*DATA FOR THIS TASK:*
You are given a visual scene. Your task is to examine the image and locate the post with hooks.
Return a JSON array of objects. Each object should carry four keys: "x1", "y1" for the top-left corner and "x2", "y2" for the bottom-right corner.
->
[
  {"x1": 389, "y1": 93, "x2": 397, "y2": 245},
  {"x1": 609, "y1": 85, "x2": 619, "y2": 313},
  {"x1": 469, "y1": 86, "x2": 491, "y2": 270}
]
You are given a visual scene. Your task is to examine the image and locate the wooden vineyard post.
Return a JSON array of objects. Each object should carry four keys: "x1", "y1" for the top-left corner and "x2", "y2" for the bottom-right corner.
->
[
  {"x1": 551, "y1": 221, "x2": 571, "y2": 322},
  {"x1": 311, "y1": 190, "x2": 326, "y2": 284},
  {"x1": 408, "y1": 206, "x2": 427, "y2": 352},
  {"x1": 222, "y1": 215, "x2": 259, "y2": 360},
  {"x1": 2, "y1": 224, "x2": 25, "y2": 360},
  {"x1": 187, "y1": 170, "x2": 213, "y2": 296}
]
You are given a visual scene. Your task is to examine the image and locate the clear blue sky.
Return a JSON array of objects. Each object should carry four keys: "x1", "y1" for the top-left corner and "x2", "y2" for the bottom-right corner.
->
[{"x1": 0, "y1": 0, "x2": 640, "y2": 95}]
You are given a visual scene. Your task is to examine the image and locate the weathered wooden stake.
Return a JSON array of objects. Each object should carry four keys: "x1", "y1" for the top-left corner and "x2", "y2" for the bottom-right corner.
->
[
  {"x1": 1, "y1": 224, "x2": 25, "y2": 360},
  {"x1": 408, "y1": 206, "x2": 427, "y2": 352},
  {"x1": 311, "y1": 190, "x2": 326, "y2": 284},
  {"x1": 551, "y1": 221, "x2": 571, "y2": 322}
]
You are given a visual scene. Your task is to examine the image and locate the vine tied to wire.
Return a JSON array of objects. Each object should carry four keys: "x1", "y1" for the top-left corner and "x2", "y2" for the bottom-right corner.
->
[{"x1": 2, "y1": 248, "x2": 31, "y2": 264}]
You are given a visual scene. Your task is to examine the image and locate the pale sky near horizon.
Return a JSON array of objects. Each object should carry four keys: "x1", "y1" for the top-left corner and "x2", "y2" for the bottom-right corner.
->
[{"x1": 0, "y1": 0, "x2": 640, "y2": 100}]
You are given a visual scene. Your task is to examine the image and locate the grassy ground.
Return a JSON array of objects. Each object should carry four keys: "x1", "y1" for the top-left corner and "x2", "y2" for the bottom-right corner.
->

*WHAT IS NEEDED:*
Write out the listing above as a JSON array of strings, one string per line, omitting any blank lines.

*SOLUTION TO THIS TASK:*
[
  "You are given a visual scene. Your task is to examine the image and locate the post with hooks.",
  "Return a JSON array of objects. Each object should carry four keys: \"x1\", \"y1\" for the top-left corner and \"x2\", \"y2\" for the bottom-right corner.",
  "->",
  "[",
  "  {\"x1\": 389, \"y1\": 93, \"x2\": 397, \"y2\": 245},",
  "  {\"x1\": 609, \"y1\": 85, \"x2\": 619, \"y2\": 313},",
  "  {\"x1\": 469, \"y1\": 86, \"x2\": 491, \"y2\": 270}",
  "]",
  "You are given a visual scene. Your task is to examine the image and locate the wooden vineyard post.",
  "Return a JSON array of objects. Each object should carry four keys: \"x1\", \"y1\" for the top-left corner and \"x2\", \"y2\" for the bottom-right corner.",
  "->",
  "[",
  "  {\"x1\": 551, \"y1\": 221, \"x2\": 571, \"y2\": 322},",
  "  {\"x1\": 311, \"y1\": 190, \"x2\": 326, \"y2\": 284},",
  "  {\"x1\": 408, \"y1\": 206, \"x2\": 427, \"y2\": 352},",
  "  {\"x1\": 222, \"y1\": 215, \"x2\": 259, \"y2\": 360},",
  "  {\"x1\": 2, \"y1\": 224, \"x2\": 25, \"y2\": 360},",
  "  {\"x1\": 187, \"y1\": 170, \"x2\": 213, \"y2\": 296}",
  "]",
  "You are given a visual scene. Your task is to examine the image and locate the clear blue sky.",
  "Return a JSON array of objects. Each object should carry four keys: \"x1\", \"y1\" for the top-left corner and \"x2\", \"y2\" for the bottom-right corner.",
  "->",
  "[{\"x1\": 0, \"y1\": 0, \"x2\": 640, \"y2\": 95}]",
  "You are given a visual scene. Your task is to examine the image and locate the weathered wooden stake.",
  "Return a JSON array of objects. Each object should carry four keys: \"x1\", \"y1\" for the top-left corner and \"x2\", \"y2\" for the bottom-right corner.",
  "->",
  "[",
  "  {\"x1\": 1, \"y1\": 224, \"x2\": 25, \"y2\": 360},",
  "  {\"x1\": 408, \"y1\": 206, \"x2\": 427, \"y2\": 352},",
  "  {\"x1\": 311, \"y1\": 190, \"x2\": 326, \"y2\": 284},",
  "  {\"x1\": 551, \"y1\": 221, \"x2\": 571, \"y2\": 322}",
  "]",
  "You are given a visual scene. Your task is to examine the image and locate the vine tied to wire.",
  "Return a JSON array of objects. Each object should carry four keys: \"x1\", \"y1\" for the top-left corner and \"x2\", \"y2\" for the bottom-right corner.",
  "->",
  "[{\"x1\": 2, \"y1\": 248, \"x2\": 31, \"y2\": 264}]",
  "You are given a visual scene. Your task is to examine the image and locate the pale sky near horizon.",
  "Return a JSON array of objects. Each object should carry four keys: \"x1\", \"y1\" for the top-left corner and \"x2\", \"y2\" for the bottom-right corner.",
  "->",
  "[{\"x1\": 0, \"y1\": 0, \"x2\": 640, \"y2\": 100}]",
  "You are given a visual scene. Your task is to examine the image and locate the grassy ground.",
  "Return a JSON array of objects. Each object should carry four keys: \"x1\", \"y1\" for the top-left corner and \"x2\", \"y2\" for the bottom-right corner.",
  "->"
]